[Point localization data]
┏━━
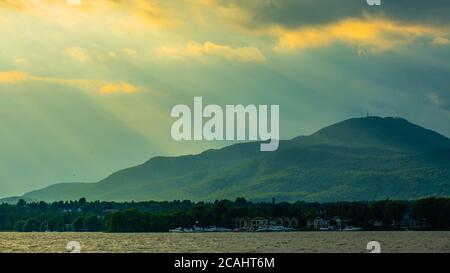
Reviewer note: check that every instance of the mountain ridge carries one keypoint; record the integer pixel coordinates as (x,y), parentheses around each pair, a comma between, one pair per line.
(356,159)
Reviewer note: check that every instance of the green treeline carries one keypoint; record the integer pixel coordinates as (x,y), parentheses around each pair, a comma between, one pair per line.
(430,213)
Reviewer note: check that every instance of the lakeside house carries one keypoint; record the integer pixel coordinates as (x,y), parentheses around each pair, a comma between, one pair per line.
(253,223)
(318,223)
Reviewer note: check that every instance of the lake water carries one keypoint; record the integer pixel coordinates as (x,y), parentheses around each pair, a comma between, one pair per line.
(404,241)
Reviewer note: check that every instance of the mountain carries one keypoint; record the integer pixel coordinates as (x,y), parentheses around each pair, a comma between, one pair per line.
(356,159)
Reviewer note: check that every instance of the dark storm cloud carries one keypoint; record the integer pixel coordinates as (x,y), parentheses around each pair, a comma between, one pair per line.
(294,13)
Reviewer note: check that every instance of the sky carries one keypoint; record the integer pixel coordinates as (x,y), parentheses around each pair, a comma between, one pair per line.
(86,88)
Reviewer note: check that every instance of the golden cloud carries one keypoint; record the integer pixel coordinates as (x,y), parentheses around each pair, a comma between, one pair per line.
(78,54)
(12,77)
(103,87)
(122,87)
(153,13)
(373,34)
(441,41)
(197,50)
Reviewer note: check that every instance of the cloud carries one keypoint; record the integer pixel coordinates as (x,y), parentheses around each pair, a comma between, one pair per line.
(297,13)
(439,100)
(151,13)
(198,50)
(441,41)
(78,54)
(101,86)
(122,87)
(374,35)
(11,77)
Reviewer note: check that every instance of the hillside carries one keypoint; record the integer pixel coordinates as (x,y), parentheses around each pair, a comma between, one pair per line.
(356,159)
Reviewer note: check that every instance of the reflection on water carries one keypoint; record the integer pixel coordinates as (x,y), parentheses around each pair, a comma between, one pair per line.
(228,242)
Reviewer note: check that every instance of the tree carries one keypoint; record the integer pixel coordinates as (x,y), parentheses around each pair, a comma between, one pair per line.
(78,224)
(92,223)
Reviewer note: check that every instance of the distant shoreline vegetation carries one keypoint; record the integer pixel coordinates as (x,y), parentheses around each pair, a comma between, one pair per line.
(152,216)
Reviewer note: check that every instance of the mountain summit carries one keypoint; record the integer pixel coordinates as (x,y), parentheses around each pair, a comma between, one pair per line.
(356,159)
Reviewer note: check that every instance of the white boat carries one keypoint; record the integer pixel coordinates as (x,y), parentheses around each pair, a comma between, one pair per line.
(177,230)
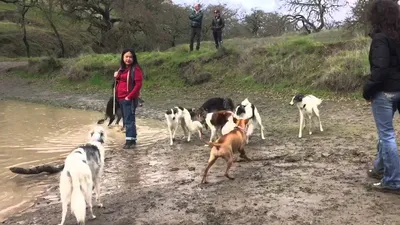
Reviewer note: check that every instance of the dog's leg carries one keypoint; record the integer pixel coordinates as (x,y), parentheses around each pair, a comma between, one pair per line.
(229,160)
(118,119)
(185,132)
(316,111)
(301,123)
(211,162)
(88,195)
(65,194)
(97,189)
(175,127)
(243,154)
(250,130)
(213,131)
(258,118)
(111,120)
(171,139)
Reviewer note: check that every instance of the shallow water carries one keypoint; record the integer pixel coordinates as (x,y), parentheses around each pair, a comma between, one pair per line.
(34,134)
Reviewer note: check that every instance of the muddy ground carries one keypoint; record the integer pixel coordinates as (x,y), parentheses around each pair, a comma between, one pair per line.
(319,179)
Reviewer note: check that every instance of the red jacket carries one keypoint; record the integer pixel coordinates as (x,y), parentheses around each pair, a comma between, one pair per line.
(129,83)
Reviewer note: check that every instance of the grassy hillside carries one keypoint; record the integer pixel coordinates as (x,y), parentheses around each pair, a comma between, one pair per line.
(323,63)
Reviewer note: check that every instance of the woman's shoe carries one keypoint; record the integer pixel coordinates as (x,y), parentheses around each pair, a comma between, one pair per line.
(380,187)
(374,174)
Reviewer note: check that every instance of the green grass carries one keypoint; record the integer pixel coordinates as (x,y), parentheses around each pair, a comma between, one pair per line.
(279,65)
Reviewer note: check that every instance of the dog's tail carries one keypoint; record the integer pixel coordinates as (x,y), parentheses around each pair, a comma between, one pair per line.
(213,144)
(78,203)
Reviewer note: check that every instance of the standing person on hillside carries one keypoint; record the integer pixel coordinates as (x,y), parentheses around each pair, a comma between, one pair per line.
(128,84)
(217,25)
(196,18)
(382,90)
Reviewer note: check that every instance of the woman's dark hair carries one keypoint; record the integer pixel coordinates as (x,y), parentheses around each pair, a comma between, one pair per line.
(384,16)
(134,63)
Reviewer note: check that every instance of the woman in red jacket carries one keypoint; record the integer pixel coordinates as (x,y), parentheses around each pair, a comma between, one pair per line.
(128,84)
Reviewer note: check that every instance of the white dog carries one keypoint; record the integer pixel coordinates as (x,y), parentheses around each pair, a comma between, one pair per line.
(307,105)
(82,171)
(179,115)
(248,110)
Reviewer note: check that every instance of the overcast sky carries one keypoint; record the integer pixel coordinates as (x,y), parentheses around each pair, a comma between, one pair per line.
(266,5)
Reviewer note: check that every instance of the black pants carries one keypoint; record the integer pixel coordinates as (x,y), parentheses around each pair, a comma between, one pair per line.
(196,32)
(217,38)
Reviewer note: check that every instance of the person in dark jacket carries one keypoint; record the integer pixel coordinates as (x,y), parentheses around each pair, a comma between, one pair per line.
(196,18)
(382,90)
(128,84)
(217,25)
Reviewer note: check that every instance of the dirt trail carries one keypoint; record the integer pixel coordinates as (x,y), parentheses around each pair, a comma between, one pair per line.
(319,179)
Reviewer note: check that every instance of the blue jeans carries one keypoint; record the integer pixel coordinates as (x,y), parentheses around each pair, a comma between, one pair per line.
(128,111)
(384,105)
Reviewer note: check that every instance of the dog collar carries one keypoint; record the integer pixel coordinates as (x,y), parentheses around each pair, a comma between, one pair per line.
(243,130)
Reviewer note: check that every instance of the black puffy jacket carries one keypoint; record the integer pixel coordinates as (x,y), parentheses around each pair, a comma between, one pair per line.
(384,60)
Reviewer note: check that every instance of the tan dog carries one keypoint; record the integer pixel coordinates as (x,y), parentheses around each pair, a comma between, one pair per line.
(226,145)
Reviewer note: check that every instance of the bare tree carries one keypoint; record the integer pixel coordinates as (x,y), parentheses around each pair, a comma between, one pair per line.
(97,12)
(23,7)
(312,14)
(47,7)
(262,24)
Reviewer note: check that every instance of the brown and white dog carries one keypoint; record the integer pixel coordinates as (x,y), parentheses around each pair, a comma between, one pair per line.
(225,146)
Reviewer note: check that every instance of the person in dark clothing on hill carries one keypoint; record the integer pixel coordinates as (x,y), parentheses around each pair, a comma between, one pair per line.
(196,18)
(217,25)
(382,90)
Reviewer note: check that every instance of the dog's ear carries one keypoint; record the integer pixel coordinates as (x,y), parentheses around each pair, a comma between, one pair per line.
(235,120)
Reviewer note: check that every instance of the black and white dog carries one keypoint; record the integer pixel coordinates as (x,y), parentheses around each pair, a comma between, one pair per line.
(184,117)
(307,105)
(248,110)
(82,171)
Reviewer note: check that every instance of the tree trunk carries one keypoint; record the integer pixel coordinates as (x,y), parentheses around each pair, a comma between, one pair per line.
(24,39)
(60,42)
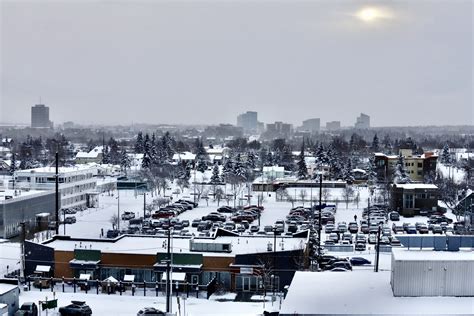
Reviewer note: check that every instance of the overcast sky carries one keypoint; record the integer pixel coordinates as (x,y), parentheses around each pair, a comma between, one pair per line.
(204,62)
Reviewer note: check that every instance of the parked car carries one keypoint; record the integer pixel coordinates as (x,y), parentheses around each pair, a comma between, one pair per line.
(112,233)
(329,228)
(411,229)
(254,228)
(150,311)
(226,209)
(76,308)
(353,227)
(340,264)
(394,216)
(359,261)
(214,216)
(395,242)
(292,227)
(27,309)
(364,228)
(127,215)
(70,220)
(360,246)
(338,269)
(437,229)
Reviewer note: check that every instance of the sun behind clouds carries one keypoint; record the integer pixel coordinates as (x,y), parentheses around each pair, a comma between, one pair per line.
(372,14)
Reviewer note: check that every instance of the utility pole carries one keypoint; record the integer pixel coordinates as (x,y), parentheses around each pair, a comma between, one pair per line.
(118,209)
(57,196)
(320,209)
(378,250)
(168,268)
(22,250)
(194,183)
(274,257)
(144,205)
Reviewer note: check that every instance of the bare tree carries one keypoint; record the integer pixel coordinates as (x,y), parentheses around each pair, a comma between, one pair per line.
(219,195)
(326,194)
(347,193)
(114,221)
(303,194)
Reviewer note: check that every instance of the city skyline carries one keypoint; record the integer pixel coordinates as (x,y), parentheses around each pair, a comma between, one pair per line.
(325,59)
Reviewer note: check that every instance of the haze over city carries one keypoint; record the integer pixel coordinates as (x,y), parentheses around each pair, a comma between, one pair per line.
(403,63)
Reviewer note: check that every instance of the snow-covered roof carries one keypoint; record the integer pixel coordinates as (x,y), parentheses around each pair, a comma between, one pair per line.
(94,153)
(41,268)
(184,156)
(135,156)
(52,169)
(216,150)
(273,169)
(413,186)
(5,288)
(404,254)
(153,245)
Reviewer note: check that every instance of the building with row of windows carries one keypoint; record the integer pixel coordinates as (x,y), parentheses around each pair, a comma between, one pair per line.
(417,166)
(237,262)
(76,184)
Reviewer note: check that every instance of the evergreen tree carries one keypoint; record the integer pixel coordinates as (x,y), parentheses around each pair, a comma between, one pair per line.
(201,156)
(153,149)
(227,171)
(371,173)
(302,169)
(215,178)
(269,161)
(262,158)
(125,162)
(239,170)
(139,146)
(347,172)
(375,143)
(400,175)
(251,163)
(445,156)
(387,143)
(105,155)
(320,155)
(114,156)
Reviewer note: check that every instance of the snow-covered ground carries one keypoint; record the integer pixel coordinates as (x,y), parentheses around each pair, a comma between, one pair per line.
(458,175)
(103,304)
(91,221)
(362,292)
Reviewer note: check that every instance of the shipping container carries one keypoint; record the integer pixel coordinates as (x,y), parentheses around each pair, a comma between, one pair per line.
(432,273)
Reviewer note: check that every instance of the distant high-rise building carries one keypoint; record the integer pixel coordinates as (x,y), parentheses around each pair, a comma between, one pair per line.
(363,121)
(40,116)
(333,126)
(280,128)
(248,121)
(311,125)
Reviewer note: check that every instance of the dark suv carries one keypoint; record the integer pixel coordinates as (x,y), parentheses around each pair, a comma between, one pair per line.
(76,308)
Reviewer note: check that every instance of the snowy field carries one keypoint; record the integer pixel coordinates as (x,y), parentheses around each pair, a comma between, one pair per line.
(103,304)
(91,221)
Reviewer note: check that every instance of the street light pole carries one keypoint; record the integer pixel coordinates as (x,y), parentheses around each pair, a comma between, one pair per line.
(118,209)
(319,217)
(144,205)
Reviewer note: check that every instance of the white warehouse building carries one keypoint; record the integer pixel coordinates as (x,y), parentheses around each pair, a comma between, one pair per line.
(75,183)
(432,273)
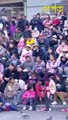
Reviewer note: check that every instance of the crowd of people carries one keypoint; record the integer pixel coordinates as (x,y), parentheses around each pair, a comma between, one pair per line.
(33,54)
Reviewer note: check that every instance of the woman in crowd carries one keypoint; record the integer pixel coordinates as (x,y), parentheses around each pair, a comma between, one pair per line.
(61,91)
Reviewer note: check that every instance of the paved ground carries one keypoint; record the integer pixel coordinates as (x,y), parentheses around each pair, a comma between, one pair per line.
(37,115)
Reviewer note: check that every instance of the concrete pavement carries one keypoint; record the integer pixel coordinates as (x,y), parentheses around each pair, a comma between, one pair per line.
(34,115)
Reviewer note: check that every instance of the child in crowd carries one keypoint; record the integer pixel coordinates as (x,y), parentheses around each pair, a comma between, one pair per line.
(28,97)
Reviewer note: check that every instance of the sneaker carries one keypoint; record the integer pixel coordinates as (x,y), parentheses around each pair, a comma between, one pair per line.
(64,103)
(54,103)
(24,108)
(30,108)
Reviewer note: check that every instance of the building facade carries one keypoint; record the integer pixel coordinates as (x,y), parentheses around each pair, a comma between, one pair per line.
(11,7)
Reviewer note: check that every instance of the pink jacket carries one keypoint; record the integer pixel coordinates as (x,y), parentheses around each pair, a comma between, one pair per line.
(60,48)
(24,53)
(21,44)
(28,94)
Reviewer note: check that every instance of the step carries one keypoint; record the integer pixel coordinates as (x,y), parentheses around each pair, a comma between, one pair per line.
(53,107)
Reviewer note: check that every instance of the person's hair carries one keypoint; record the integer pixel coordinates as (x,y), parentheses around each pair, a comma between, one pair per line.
(40,79)
(29,87)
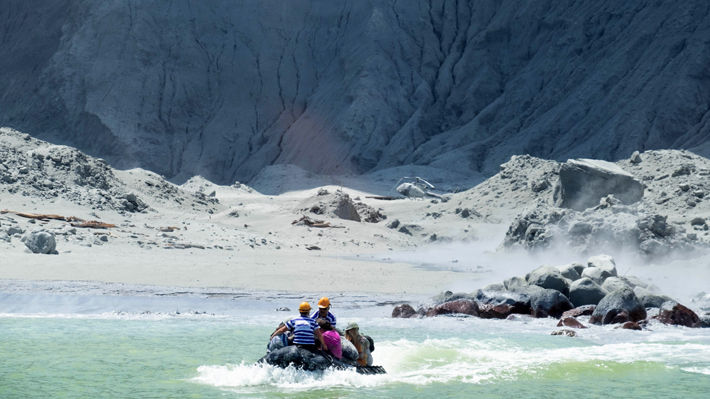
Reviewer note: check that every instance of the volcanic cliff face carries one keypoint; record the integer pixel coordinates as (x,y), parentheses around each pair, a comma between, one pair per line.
(224,88)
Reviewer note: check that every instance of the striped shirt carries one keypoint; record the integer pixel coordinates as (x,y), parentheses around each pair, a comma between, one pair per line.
(303,328)
(330,317)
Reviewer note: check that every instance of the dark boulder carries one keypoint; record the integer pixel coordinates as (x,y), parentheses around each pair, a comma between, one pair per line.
(518,303)
(630,325)
(447,296)
(495,287)
(604,262)
(566,333)
(461,306)
(584,182)
(585,310)
(546,302)
(403,311)
(596,274)
(649,299)
(618,307)
(586,292)
(519,317)
(548,277)
(570,322)
(612,284)
(676,314)
(515,282)
(570,271)
(496,311)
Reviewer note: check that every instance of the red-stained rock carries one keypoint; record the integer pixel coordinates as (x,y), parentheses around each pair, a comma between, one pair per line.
(585,310)
(462,306)
(629,325)
(403,311)
(678,315)
(570,322)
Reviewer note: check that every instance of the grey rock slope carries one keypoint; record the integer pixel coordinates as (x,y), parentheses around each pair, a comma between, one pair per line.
(224,88)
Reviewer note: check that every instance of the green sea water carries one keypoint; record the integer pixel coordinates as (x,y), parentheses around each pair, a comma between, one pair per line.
(115,356)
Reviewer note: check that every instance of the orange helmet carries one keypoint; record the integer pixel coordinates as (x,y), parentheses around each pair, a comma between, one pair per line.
(304,307)
(324,302)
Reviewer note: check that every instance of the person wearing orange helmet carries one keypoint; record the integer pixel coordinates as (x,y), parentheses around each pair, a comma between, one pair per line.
(323,312)
(305,330)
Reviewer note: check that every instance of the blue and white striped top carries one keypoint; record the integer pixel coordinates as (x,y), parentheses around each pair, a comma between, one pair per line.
(303,328)
(330,317)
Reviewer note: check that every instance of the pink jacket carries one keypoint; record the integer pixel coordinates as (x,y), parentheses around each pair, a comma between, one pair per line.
(332,339)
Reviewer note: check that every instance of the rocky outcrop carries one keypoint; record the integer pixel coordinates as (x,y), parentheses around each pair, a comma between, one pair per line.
(403,311)
(570,322)
(548,277)
(583,182)
(676,314)
(258,84)
(40,241)
(340,205)
(546,302)
(586,292)
(618,307)
(649,299)
(461,306)
(586,310)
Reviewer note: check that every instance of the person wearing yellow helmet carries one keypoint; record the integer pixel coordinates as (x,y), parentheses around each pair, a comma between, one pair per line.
(323,312)
(305,330)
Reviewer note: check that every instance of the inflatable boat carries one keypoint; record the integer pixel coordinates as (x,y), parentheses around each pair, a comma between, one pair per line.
(319,361)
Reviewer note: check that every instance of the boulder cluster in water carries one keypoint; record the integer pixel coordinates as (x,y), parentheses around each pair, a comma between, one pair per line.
(566,292)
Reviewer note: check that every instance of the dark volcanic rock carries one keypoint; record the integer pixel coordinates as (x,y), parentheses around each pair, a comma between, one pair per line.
(618,306)
(586,310)
(676,314)
(586,292)
(515,282)
(461,306)
(567,333)
(649,299)
(519,317)
(496,311)
(548,277)
(518,303)
(583,183)
(546,302)
(570,322)
(403,311)
(630,325)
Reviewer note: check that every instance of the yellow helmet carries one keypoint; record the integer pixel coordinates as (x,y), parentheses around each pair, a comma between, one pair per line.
(324,302)
(304,307)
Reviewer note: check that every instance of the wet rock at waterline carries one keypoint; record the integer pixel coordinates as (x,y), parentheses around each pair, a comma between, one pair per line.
(618,307)
(586,310)
(403,311)
(676,314)
(40,241)
(548,277)
(461,306)
(570,322)
(566,333)
(586,292)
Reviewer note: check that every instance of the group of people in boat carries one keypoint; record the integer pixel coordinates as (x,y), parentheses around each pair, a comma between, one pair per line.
(317,331)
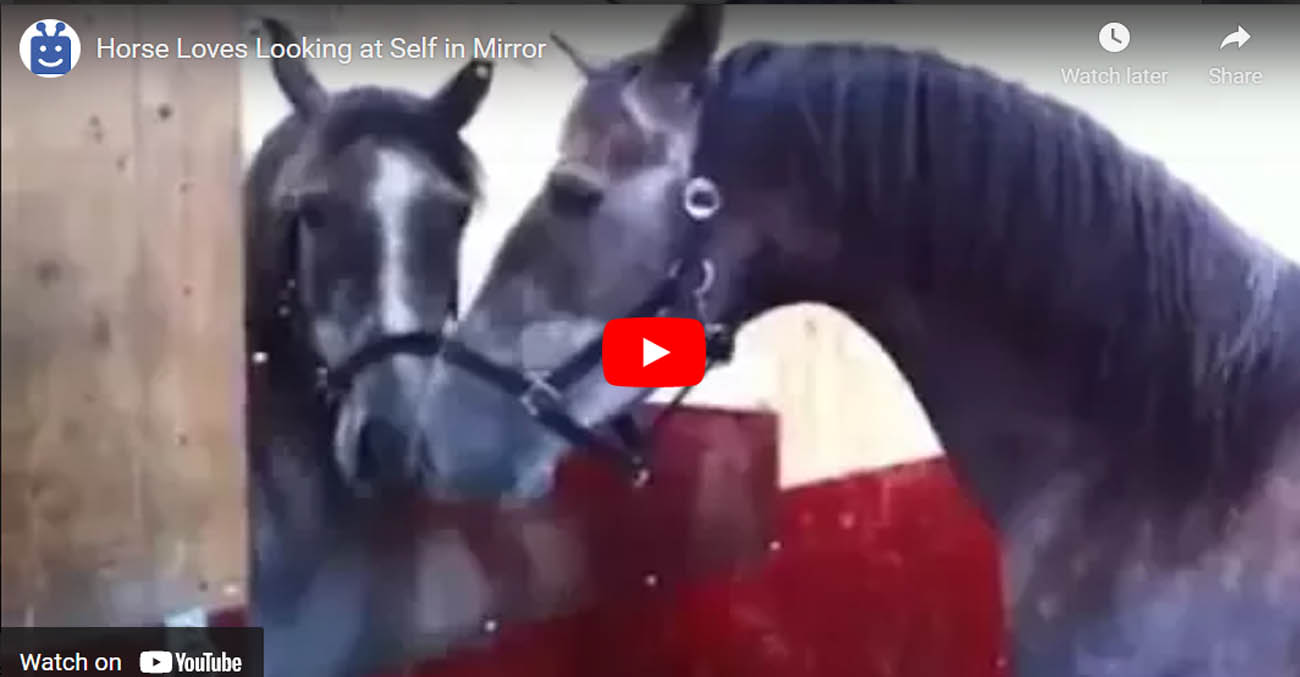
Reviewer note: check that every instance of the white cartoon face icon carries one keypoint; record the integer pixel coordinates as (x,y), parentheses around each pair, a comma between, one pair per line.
(50,48)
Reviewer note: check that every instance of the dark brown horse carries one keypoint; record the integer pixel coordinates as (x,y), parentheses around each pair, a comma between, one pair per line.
(355,205)
(1112,365)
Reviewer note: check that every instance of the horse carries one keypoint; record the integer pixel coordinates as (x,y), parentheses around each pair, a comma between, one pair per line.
(354,211)
(1112,365)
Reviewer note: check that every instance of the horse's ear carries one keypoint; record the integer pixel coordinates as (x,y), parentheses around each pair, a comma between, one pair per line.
(580,60)
(295,79)
(688,43)
(459,99)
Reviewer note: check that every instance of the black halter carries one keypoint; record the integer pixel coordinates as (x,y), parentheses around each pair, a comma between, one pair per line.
(542,396)
(333,382)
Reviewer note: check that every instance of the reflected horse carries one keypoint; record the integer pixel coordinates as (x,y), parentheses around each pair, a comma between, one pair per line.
(1112,365)
(355,205)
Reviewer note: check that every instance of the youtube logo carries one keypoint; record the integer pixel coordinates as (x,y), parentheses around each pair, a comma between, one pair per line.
(653,351)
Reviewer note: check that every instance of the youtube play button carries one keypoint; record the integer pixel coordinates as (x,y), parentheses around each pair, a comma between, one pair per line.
(653,351)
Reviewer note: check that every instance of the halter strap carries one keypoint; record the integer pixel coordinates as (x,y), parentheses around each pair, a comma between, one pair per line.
(542,396)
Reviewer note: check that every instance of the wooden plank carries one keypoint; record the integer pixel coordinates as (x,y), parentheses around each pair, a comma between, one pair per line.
(122,465)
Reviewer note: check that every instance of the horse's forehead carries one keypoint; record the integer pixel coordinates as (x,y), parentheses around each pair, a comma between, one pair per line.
(365,170)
┗━━
TASK BRIEF: Reproduce without change every line of the entries above, from the one containing "Reviewer note: check that every instance of the wooden" through the last.

ANSWER BELOW:
Reviewer note: check that every instance of the wooden plank carries one keypoint; record the integer pixel coordinates as (x,y), parentheses around each pair, a comma between, one pair per line.
(122,465)
Reviewer note: check that every instance of the horse's forehead carries one keypoint; record the integer pixel coordinates as (x,y), parentheses around each pair, a comma between, one pair per line.
(365,170)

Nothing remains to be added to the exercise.